— Begin Dataset rows —
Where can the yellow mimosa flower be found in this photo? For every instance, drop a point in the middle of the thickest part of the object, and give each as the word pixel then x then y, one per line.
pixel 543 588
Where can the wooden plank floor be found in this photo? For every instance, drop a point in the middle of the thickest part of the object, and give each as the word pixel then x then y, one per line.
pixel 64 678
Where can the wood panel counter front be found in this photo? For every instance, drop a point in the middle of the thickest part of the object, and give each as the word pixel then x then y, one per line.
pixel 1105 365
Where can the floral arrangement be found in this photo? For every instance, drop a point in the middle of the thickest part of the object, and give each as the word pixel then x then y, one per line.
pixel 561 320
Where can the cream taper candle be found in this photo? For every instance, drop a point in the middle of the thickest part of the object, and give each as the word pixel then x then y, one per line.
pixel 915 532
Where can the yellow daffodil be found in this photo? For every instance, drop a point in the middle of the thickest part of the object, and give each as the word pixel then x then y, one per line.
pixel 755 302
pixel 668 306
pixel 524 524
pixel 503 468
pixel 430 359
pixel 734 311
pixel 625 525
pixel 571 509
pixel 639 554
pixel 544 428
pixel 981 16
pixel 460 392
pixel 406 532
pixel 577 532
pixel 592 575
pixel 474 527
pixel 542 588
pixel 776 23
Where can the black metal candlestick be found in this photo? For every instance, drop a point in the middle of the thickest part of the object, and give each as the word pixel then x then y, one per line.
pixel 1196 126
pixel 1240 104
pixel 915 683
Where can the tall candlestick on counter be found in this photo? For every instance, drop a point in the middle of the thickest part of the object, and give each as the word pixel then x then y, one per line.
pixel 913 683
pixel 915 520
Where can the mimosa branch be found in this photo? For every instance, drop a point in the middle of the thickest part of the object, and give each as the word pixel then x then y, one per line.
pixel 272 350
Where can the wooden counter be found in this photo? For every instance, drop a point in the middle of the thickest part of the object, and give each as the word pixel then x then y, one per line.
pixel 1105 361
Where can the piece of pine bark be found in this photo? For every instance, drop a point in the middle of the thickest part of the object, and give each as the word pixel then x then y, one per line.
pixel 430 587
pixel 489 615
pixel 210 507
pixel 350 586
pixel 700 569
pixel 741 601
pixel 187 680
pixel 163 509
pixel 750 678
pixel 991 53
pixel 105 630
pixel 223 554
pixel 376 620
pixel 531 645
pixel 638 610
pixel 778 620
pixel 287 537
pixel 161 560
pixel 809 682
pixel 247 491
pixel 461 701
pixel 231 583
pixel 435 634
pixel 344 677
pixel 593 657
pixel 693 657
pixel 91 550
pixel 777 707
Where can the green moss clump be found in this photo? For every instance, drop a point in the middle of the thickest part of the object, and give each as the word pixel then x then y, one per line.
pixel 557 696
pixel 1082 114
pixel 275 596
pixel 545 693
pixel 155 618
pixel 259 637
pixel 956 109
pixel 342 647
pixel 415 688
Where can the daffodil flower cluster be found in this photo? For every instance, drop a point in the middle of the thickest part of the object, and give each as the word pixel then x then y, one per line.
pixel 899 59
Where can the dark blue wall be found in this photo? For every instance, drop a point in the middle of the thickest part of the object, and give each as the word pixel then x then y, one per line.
— End Dataset rows —
● **Aim of the task**
Please reproduce the listing from the line with "Where can the wooden counter" up to and including the line with "pixel 899 59", substituting "place a marker" for "drop a point" and leaving everything else unchanged. Return only those lines.

● **Solved exercise**
Where can the wooden counter be found in this photo? For every instance, place a marker in the middle of the thickest part of the object, and give each as the word pixel then x then y, one per line.
pixel 1105 361
Where can the piece of pine bark be found in this photo? For every instance, place a marker in the middle of the thickest part of the object, and give each as the word pixel then x then y, one per line.
pixel 430 587
pixel 489 615
pixel 210 507
pixel 350 586
pixel 700 569
pixel 741 601
pixel 187 680
pixel 163 509
pixel 750 678
pixel 991 53
pixel 105 630
pixel 223 554
pixel 376 620
pixel 531 645
pixel 638 610
pixel 778 620
pixel 287 537
pixel 161 560
pixel 809 682
pixel 247 491
pixel 461 701
pixel 231 583
pixel 435 634
pixel 344 677
pixel 593 657
pixel 693 657
pixel 91 550
pixel 777 707
Where can the green moss clump be found in this photo? For every instance, place a marker in the middle of the thickest part of the object, and give each as the word pixel then x then y, one per line.
pixel 557 696
pixel 1082 114
pixel 275 596
pixel 545 693
pixel 155 618
pixel 259 637
pixel 956 109
pixel 342 647
pixel 415 688
Where can the daffodil flower cluster be found in this photo? For every instance, place a marker in the middle of the thickest part of the object, and give each as the word pixel then x then y, one per line.
pixel 899 59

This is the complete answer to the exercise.